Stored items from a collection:
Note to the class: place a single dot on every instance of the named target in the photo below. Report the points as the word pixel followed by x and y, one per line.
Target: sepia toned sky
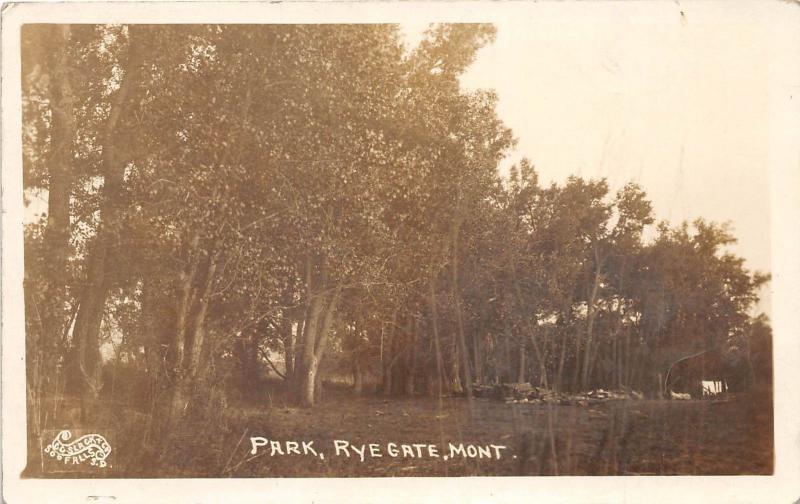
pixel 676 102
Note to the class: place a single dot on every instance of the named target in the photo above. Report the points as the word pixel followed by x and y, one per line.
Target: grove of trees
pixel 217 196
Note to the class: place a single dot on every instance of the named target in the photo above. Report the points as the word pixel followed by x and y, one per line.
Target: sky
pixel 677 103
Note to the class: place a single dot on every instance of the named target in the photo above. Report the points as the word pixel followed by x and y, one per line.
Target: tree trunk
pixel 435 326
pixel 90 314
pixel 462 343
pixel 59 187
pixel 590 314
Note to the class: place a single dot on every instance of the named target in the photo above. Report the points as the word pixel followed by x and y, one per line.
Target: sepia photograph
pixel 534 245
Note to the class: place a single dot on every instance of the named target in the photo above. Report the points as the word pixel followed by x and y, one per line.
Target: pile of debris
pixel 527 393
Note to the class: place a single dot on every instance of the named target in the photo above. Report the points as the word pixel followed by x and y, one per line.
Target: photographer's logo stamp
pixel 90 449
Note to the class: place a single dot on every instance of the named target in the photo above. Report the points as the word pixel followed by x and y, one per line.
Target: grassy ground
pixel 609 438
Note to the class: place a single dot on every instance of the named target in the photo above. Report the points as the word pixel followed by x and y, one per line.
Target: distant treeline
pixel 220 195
---
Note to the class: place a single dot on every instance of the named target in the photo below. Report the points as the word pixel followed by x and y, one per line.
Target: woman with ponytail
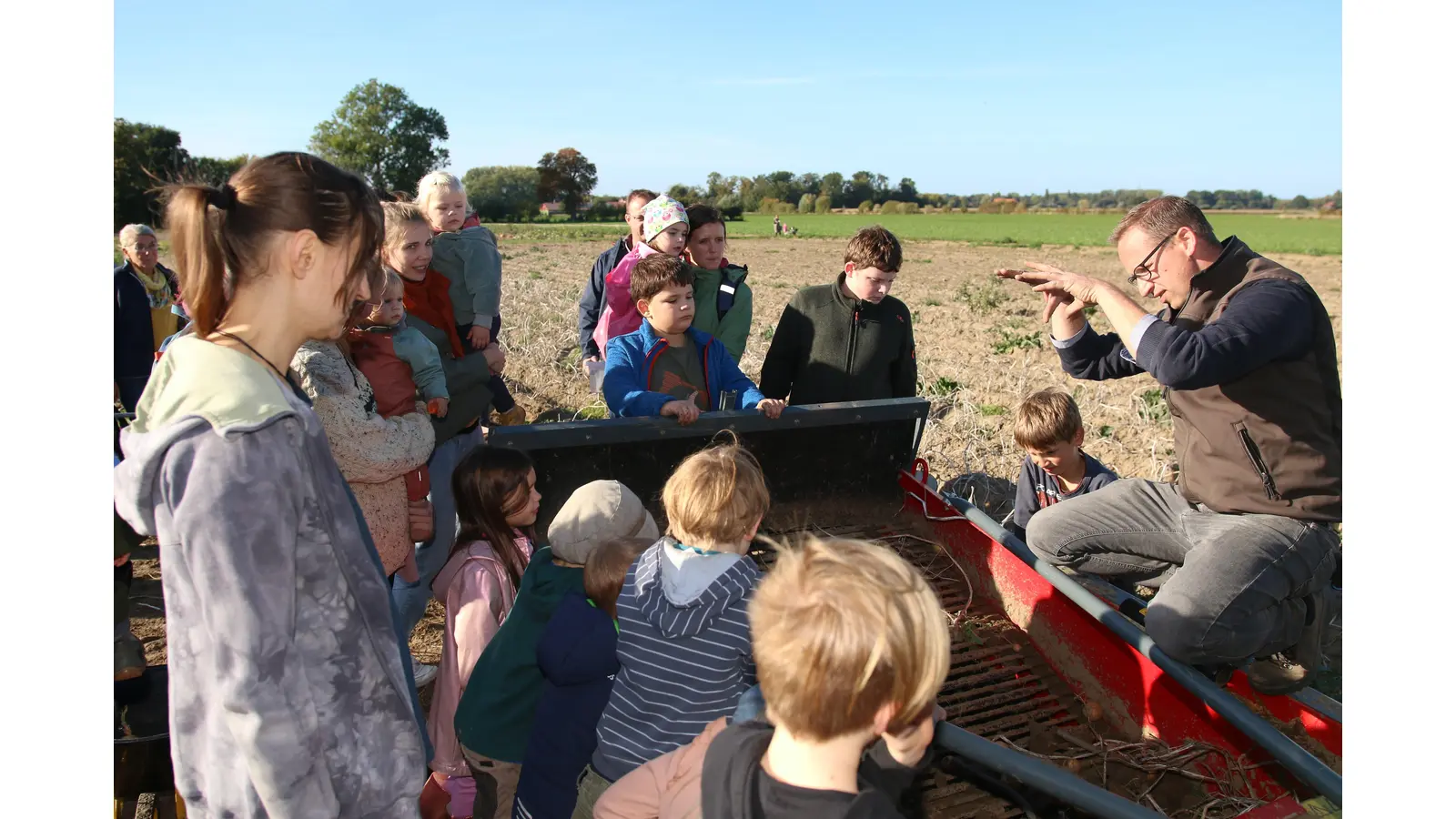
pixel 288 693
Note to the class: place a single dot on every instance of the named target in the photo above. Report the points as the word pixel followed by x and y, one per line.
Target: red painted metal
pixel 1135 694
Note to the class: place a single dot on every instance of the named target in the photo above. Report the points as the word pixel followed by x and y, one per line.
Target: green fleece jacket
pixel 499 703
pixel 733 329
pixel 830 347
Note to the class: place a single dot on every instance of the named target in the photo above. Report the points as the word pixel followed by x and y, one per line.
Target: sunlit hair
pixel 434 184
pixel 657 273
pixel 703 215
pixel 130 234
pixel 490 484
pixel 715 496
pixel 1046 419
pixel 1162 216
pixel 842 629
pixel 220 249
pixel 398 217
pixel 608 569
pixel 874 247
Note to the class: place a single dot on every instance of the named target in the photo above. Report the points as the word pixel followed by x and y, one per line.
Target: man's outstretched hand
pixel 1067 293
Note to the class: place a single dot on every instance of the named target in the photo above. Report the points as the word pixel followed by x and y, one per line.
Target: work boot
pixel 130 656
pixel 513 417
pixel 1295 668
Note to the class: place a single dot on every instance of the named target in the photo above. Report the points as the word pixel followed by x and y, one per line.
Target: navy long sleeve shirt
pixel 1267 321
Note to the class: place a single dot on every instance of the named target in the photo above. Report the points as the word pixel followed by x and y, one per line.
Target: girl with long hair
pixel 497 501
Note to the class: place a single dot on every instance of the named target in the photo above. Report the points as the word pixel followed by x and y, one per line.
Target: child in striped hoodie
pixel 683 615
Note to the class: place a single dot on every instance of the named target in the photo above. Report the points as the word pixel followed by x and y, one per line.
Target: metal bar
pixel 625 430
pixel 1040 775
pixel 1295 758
* * *
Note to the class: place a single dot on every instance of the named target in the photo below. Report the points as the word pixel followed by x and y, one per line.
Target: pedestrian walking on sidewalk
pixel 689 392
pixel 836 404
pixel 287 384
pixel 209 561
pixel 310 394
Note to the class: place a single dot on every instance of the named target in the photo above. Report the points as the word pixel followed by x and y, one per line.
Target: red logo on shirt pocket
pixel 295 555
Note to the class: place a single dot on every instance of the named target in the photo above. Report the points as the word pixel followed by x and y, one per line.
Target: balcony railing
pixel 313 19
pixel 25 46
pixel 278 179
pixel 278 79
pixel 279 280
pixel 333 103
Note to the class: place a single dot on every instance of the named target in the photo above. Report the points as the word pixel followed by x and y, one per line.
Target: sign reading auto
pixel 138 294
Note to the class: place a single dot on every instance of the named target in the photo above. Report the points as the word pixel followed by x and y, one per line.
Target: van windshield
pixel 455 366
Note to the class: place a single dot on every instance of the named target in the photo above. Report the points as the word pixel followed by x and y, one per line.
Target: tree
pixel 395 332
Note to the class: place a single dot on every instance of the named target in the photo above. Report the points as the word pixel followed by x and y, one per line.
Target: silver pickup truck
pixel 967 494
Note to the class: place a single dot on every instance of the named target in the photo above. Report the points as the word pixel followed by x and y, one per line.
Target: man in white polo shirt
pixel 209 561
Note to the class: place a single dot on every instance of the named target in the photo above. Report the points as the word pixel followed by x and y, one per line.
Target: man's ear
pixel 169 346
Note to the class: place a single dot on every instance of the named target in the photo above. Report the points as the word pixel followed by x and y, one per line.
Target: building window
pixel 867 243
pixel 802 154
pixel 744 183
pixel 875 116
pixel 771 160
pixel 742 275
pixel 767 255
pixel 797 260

*Exercise brief*.
Collect every line from the three blocks above that contains the word "hair", and copy each one as it appears.

*Response to the task*.
Target: sunlit hair
Target: girl with long hair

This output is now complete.